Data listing
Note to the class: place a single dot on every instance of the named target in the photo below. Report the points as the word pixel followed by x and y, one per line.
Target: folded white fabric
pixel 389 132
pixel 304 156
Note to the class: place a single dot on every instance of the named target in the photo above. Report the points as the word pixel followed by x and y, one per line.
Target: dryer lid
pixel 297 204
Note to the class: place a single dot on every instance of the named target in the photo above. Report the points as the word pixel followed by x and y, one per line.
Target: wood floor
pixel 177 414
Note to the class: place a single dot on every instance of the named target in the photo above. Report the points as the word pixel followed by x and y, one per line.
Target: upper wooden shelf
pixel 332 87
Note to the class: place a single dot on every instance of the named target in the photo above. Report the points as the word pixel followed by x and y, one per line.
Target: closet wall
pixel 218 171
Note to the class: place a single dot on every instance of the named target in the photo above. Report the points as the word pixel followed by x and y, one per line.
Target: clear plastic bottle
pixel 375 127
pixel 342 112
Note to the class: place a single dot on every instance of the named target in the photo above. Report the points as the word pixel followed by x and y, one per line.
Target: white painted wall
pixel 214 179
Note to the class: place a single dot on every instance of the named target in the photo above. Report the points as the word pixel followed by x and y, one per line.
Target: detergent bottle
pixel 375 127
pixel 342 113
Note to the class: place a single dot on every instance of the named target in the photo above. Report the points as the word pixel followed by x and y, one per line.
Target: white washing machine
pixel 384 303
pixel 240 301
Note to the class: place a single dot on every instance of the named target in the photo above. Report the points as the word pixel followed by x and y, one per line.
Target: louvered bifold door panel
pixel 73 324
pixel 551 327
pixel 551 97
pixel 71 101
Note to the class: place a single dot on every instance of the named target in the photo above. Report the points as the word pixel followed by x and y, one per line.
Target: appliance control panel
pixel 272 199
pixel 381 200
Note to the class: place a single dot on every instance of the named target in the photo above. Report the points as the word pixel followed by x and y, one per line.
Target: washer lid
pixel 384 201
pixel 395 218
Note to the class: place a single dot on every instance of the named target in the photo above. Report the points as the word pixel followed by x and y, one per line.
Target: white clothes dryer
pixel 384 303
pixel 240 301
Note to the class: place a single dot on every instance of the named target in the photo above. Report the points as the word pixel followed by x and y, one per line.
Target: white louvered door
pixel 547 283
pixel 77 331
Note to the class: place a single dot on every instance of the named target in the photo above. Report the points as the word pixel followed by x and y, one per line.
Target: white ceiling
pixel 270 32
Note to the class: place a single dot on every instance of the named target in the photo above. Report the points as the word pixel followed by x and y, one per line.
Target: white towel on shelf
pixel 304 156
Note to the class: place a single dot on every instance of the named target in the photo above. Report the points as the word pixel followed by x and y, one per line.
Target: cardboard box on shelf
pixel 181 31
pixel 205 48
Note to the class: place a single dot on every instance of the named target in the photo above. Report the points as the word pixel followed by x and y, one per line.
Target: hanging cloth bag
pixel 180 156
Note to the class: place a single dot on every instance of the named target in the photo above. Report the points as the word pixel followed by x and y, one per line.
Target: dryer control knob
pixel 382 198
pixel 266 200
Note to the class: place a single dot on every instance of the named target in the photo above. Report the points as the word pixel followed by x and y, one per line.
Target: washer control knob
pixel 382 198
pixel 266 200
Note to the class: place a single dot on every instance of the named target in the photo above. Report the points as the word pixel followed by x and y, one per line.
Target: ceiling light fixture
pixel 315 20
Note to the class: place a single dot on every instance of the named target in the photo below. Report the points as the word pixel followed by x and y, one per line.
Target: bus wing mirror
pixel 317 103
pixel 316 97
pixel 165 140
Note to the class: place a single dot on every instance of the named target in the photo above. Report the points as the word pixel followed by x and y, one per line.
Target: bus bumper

Exercise goal:
Can you put everything from the start of the material down to the line containing "pixel 297 204" into a two-column CSV with the headers request and reply? Give one row per request, with its text and its answer each in a single quoted field and any line breaks replaced by spaces.

Correct result:
request,reply
"Note to the class: place a single dot on every instance of the named target in the photo below. Report the points as the word pixel followed by x and y, one per line. Target: folded white fabric","pixel 389 132 pixel 304 156"
"Note to the class: place a single dot on every instance of the named target in the photo above. Report the points as the word pixel followed by x and y, one per line. Target: dryer lid","pixel 297 204"